In the early decades of its heyday, the Catskills were a potent and affordable draw for Jews seeking to escape the suffocating heat, grating work conditions and anti-Semitism they endured in New York City. (Thus the area's nicknames, the Borscht Belt and the Jewish Alps.) Over time, the clientele diversified and, simultaneously, as American Jews assimilated, mainstream America soaked up Jewish culture, its artists, its comedians, its food.

"It all seems to be ending. You think kids want to come with their parents and take foxtrot lessons? Trips to Europe, that's what the kids want. Twenty-two countries in three days. It feels like it's all slipping away," says fictional Catskills resort owner Max Kellerman in the 1987 film Dirty Dancing. The movie, set during the summer of 1963, captured the region at the start of its gradual decline. Air conditioning and the rise of suburbia made summers at home easier to stomach. The thriving airline industry opened up exciting new vacation destinations. American Jews no longer needed a place all their own. And as the big hotel chains grew, they took business away from small hotels, bungalow colonies and local economies.

Today, almost all of these great Catskills resorts have been abandoned, transformed or demolished. The Concord, where Scheinfeld spent her summers working as a lifeguard and playing cards and bingo with her grandparents, closed in 1998. Soon after, it was bulldozed—all of it: the tennis courts and swimming pools and skating rinks and night clubs and thousands of hotel rooms.

Some hotels and bungalow colonies became meditation retreats and rehabilitation centers. A handful are now home to Orthodox Jewish families from New York. There is even talk of casinos reinvigorating the area.

Yet so many of these hotels and bungalows have become ruins. Left for dead, they have been reclaimed by nature, altered by time and neglect, their buildings and grounds morphing into eerie, postapocalyptic graveyards.

The Catskills of Scheinfeld's childhood—economically depressed, rundown—became her muse. In 2009, she left the East Coast to pursue her MFA at San Diego State University. Homesick, she spent her vacations in upstate New York; when a professor told her, "shoot what you know," she started photographing the ruins of these once-great hotels.

Her first museum exhibit, "Echos of the Borscht Belt: Contemporary Photographs by Marisa Scheinfeld," takes us claustrophobically close to the skeletal remains of the Catskills' golden age. The show, which officially opens September 10 at the Yeshiva University Museum in New York City, is haunted by the detritus of what once was: the missing people, the abandoned activities, the desolate places that at one time buzzed with life. Hallways are bruised and broken, strewn with crumbling plaster and fallen insulation. Wires hang from ceilings, graffiti covers the walls, moss grows over floors and up stairs. In a guestroom at the Tamarack Lodge, a pale pink rotary phone sits on a bare mattress, the receiver off the hook. And yet Scheinfeld's photography shows that these broken hotels are very much alive.

Stated task: Reproduce the Catskills excerpt word for word, from "Today, almost all" up to and including "eerie, postapocalyptic graveyards.". The data after this point is separate from the Catskills excerpt.

Supplied information:

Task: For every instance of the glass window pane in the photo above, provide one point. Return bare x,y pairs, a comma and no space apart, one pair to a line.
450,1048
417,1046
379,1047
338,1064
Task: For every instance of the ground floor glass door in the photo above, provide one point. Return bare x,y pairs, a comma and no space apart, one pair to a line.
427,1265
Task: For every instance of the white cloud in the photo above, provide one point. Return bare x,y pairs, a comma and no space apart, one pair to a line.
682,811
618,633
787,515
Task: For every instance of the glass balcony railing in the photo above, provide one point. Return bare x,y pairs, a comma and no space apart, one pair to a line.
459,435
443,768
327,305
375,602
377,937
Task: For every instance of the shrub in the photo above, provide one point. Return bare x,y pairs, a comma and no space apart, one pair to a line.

---

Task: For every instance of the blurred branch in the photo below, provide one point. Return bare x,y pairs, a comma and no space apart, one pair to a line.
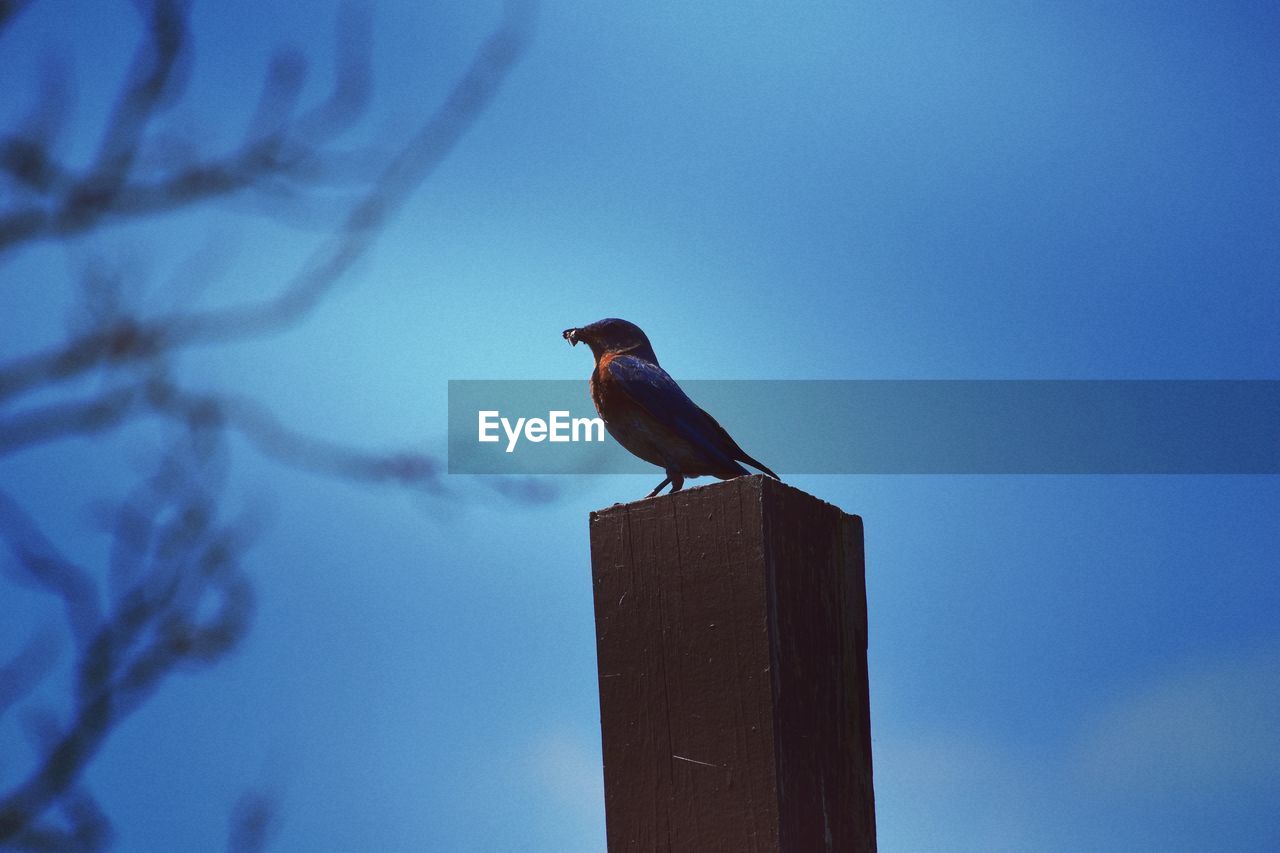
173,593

Task output:
Today, almost all of these great Catskills resorts have been abandoned, transformed or demolished. The Concord, where Scheinfeld spent her summers working as a lifeguard and playing cards and bingo with her grandparents, closed in 1998. Soon after, it was bulldozed—all of it: the tennis courts and swimming pools and skating rinks and night clubs and thousands of hotel rooms.

Some hotels and bungalow colonies became meditation retreats and rehabilitation centers. A handful are now home to Orthodox Jewish families from New York. There is even talk of casinos reinvigorating the area.

Yet so many of these hotels and bungalows have become ruins. Left for dead, they have been reclaimed by nature, altered by time and neglect, their buildings and grounds morphing into eerie, postapocalyptic graveyards.